• [TASK REQUIREMENTS]:
Starting with the line containing "Two rules. Place a point on every instance of the cloud" and going on through the end of the data, reproduce those lines, substituting "person standing in field" for "man standing in field" and leaving everything else unchanged.

Point annotations for photos
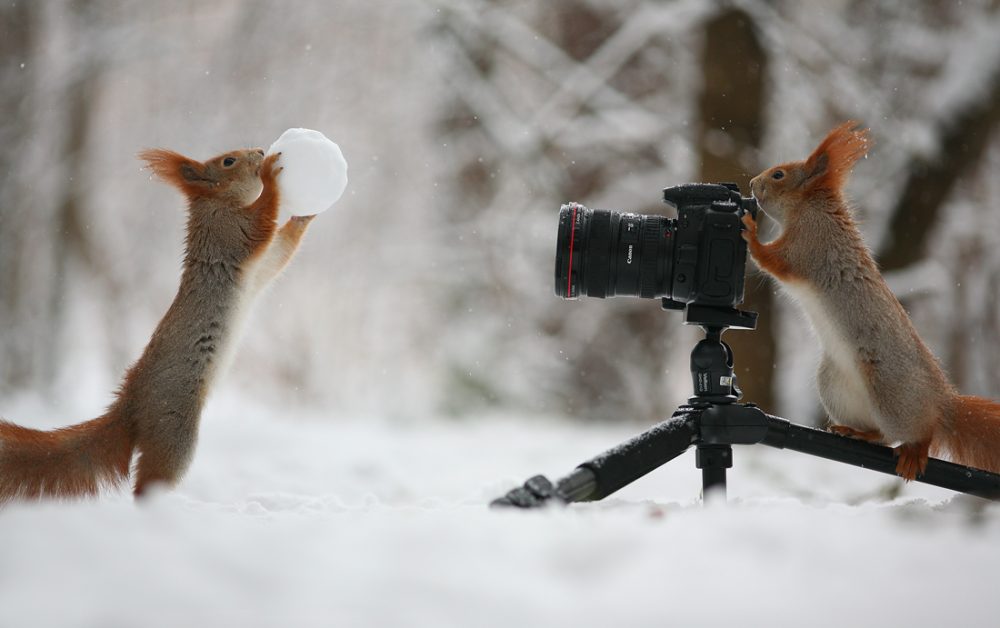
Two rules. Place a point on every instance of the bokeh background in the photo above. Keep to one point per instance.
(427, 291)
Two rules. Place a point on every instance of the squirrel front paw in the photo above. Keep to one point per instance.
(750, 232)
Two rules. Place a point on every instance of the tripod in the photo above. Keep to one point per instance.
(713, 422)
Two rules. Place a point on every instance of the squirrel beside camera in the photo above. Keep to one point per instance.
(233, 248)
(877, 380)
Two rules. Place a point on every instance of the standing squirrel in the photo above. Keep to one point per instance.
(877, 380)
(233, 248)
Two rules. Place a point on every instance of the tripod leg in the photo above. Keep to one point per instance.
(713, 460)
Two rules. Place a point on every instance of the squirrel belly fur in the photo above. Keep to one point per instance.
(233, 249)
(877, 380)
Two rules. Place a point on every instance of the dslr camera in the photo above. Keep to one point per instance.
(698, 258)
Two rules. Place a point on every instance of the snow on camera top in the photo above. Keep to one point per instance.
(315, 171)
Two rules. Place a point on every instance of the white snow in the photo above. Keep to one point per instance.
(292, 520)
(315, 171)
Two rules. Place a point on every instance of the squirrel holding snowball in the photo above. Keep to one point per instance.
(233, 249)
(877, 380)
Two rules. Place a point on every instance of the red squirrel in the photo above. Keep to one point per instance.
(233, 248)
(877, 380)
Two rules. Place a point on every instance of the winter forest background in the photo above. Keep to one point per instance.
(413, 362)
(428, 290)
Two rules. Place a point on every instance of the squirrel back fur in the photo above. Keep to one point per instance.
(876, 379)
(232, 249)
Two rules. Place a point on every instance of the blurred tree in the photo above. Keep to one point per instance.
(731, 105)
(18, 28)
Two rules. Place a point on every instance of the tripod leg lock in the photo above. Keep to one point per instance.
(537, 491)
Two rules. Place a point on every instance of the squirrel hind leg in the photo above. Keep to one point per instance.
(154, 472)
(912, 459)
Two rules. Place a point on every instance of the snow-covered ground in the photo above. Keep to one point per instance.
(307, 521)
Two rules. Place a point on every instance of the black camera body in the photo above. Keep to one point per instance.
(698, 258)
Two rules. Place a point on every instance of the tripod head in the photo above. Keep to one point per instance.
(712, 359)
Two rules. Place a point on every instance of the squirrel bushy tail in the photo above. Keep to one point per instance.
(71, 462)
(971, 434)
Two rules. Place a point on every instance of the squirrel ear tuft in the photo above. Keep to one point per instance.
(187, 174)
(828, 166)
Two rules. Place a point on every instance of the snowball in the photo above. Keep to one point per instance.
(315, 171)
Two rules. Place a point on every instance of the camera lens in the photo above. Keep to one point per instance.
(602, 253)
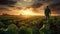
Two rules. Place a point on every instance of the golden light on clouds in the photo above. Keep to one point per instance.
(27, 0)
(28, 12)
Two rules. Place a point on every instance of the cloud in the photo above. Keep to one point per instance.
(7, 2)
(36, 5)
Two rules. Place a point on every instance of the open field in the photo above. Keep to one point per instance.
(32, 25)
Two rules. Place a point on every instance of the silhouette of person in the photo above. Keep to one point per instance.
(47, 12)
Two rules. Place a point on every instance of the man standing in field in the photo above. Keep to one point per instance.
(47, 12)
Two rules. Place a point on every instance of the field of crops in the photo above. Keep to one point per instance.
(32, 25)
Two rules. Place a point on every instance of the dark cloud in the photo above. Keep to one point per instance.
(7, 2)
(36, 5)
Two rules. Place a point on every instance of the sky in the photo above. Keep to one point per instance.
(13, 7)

• [FINISHED EXERCISE]:
Two rules. Place a point on every instance of the cloud in the photo above. Keep to one point per instance.
(7, 2)
(36, 5)
Two rules. Place a point on every instance of the open field in the photo above. Keep to one point per instance.
(32, 25)
Two rules. Place a point on every instance of the silhouette of person in the photo above. Keep to one point per instance.
(47, 12)
Two rules. Place a point on every instance of the person standing in field in the photo above. Keep to one point per instance.
(47, 12)
Two rules. Place a point on every instance of the field of crops in the photo above. Keep to one point per instance.
(32, 25)
Two rules. Place a point on every instance of the dark cloud in the photo above. Keep to one point per instance.
(7, 2)
(36, 5)
Two rules. Place a point on every instance of the sky in the photo above. Keep to one point per instance.
(13, 7)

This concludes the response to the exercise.